STATED PROBLEM: Render the data below as a JSON list of strings with one string per line and blank lines left out. Begin at the line that contains "Can you kindly outline every stone facade" and stop after the line that contains "803 383 989 448".

RECORDS FOR THIS TASK:
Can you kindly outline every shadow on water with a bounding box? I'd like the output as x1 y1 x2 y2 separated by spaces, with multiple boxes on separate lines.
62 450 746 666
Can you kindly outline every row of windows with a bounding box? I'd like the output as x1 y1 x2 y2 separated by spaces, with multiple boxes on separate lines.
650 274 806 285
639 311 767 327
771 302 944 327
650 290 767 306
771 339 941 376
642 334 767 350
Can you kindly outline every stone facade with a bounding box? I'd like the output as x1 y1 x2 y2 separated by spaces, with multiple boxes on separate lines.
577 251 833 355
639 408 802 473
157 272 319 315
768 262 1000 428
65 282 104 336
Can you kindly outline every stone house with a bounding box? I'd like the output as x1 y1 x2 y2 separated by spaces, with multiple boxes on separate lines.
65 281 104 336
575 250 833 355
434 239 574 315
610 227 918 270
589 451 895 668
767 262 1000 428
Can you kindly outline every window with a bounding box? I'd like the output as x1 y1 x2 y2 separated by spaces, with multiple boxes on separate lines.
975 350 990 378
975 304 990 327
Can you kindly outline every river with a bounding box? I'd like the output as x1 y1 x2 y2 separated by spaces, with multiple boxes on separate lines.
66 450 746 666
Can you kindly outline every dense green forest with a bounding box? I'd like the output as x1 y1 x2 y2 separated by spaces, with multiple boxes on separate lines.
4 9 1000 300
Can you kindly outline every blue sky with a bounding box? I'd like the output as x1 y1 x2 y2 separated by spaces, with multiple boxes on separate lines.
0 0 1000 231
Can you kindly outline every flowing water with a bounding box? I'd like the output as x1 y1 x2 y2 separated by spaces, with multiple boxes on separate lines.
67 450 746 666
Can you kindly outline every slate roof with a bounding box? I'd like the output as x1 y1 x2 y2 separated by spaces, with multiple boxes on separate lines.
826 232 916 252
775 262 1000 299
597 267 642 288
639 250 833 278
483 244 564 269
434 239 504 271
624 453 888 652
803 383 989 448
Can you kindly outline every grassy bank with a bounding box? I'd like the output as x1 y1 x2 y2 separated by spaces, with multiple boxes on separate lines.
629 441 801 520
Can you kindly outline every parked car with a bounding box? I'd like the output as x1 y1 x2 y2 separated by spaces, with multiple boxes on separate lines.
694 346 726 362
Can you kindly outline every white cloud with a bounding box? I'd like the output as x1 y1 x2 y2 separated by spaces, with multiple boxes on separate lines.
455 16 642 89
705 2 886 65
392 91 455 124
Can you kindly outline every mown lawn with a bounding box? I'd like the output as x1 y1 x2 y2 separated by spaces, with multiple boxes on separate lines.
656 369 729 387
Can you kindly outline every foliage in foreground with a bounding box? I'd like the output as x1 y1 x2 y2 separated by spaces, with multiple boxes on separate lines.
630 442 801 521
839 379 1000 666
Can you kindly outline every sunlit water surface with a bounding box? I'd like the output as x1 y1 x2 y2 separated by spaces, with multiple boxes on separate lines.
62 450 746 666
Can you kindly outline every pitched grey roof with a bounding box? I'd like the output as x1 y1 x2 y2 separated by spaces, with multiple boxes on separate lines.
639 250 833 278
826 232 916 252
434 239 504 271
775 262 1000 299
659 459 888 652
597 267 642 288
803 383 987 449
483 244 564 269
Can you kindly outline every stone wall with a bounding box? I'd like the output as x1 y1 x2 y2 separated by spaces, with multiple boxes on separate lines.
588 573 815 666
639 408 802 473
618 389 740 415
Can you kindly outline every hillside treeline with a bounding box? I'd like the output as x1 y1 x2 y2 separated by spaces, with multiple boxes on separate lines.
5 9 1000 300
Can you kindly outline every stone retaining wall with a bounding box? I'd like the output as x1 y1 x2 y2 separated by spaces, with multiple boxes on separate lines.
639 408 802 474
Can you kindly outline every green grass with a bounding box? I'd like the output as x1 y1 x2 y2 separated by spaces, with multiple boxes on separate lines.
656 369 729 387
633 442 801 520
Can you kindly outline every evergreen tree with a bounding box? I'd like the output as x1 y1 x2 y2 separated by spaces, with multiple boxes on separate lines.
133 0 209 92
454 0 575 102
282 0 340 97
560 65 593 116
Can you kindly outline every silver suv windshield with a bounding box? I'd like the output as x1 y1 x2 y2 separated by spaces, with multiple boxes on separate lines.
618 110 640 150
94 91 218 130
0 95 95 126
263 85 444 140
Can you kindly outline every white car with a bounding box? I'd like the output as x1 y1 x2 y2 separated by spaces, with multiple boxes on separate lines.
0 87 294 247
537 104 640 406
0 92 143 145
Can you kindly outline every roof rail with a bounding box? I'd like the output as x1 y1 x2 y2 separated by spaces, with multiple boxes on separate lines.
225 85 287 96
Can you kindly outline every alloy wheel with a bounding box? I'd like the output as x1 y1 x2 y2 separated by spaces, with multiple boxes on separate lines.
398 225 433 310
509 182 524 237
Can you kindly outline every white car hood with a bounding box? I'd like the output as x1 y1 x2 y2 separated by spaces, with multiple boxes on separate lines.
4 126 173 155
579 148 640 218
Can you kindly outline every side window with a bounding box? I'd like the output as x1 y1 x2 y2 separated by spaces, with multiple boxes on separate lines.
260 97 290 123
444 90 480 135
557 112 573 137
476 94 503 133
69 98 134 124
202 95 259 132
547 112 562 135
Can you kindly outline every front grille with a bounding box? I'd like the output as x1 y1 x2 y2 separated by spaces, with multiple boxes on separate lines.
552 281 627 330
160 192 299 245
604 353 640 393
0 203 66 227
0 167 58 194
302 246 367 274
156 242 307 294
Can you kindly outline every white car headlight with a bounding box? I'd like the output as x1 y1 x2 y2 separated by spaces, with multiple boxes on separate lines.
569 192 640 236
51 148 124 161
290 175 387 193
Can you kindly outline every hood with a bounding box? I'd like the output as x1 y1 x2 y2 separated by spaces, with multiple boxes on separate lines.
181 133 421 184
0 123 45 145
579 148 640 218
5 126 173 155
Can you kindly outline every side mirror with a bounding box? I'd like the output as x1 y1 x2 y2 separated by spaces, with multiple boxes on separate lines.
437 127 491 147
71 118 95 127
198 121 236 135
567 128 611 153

RESPONSE FOR THIS EXERCISE:
[
  "Can you kindly outline every stone facade with a bounding box? I'd like the output as x1 y1 x2 y2 separated by spaces, with multiple boxes on separate lines.",
  "577 251 833 355",
  "639 408 802 473",
  "157 272 319 315",
  "768 262 1000 428",
  "65 282 104 336",
  "Can you kindly outline every stone house with a bounding box? I'd like the output as x1 y1 x2 y2 separated by spaces, with multiple boxes on separate lines.",
  "65 281 104 336",
  "575 250 833 355",
  "434 239 574 315",
  "610 227 918 270",
  "589 451 895 668",
  "767 262 1000 428",
  "Can you kindly outline every window with a bounding box? I'd like the output as x1 y1 x2 y2 separated by spaces, with multiple boxes on separate lines.",
  "975 350 990 378",
  "975 304 990 327",
  "Can you kindly outline every river with a bounding box? I'd like the output as x1 y1 x2 y2 separated by spaces, with multiple boxes on separate lines.",
  "66 450 746 666",
  "Can you kindly outline every dense green forest with a bounding box? I'd like the output as x1 y1 x2 y2 separated by spaces, with multiple boxes on separate lines.",
  "4 9 1000 300",
  "Can you kindly outline every blue sky with a bounding box? I'd like the output as x1 y1 x2 y2 separated by spaces, with multiple boxes on separate lines.",
  "0 0 1000 231",
  "Can you kindly outline every flowing water with a bounding box? I'd like the output as x1 y1 x2 y2 separated by spaces, with multiple boxes on separate lines.",
  "67 450 746 666",
  "Can you kindly outline every slate roof with a bounding box? I'd like the output as x1 y1 x2 y2 separated by spaces, with multiple boxes on separate lines.",
  "826 232 916 252",
  "775 262 1000 299",
  "597 267 642 288",
  "639 250 833 278",
  "483 244 564 269",
  "434 239 504 271",
  "624 453 888 652",
  "803 383 989 448"
]